[Object outline annotations]

========================================

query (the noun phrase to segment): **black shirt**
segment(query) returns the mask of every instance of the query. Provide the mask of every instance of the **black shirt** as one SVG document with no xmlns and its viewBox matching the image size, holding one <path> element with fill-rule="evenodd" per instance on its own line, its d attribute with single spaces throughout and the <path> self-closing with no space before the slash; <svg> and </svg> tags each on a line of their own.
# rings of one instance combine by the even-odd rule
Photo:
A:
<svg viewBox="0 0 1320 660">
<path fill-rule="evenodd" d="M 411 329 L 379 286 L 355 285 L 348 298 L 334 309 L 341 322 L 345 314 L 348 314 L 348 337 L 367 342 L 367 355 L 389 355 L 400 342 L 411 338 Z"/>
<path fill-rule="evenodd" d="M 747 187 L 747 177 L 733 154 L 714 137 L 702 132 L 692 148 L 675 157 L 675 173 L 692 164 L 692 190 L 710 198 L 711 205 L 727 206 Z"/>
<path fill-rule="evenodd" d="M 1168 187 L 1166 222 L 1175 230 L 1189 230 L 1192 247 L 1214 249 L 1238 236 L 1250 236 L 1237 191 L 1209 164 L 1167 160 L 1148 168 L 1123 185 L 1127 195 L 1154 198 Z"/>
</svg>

========================================

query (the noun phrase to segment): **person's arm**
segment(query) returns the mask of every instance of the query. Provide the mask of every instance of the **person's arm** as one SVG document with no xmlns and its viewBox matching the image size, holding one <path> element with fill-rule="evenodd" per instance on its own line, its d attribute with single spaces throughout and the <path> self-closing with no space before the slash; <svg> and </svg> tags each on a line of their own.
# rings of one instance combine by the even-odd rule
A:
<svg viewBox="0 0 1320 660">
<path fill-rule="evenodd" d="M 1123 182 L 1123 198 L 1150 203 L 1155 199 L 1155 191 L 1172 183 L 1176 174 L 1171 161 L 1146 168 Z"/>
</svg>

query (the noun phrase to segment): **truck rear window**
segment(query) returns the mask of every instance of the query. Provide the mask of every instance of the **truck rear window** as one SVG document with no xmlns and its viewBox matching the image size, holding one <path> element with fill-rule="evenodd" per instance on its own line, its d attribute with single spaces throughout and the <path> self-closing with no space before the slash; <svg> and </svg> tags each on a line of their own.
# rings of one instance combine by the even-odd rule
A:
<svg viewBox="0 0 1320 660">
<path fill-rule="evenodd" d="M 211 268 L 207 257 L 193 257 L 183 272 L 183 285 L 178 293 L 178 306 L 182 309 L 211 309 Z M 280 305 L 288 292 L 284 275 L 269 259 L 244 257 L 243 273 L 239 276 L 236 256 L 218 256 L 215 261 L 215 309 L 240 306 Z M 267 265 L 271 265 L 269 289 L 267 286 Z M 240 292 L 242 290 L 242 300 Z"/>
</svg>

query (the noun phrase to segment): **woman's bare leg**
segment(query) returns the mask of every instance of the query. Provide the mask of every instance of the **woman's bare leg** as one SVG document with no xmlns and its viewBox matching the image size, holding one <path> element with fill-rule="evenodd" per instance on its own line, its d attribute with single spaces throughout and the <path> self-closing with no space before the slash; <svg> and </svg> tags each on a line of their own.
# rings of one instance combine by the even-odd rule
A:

========================================

#### TASK PROMPT:
Rewrite the lines from the one containing "query (the noun phrase to segment): **black" through the one containing "of the **black", replacing "black shirt" with "navy jacket" and leaving everything else unchanged.

#### COMPLETE RESPONSE:
query (the noun phrase to segment): **navy jacket**
segment(query) returns the mask of every instance of the query. Provide the mask of every instance of the **navy jacket** as one SVG document with no xmlns and its viewBox matching the image size, holding one <path> element with fill-rule="evenodd" per instance on its own line, its d attribute with single spaces throughout and the <path> self-closing with no space before the slash; <svg> and </svg> tags each on a line of their own.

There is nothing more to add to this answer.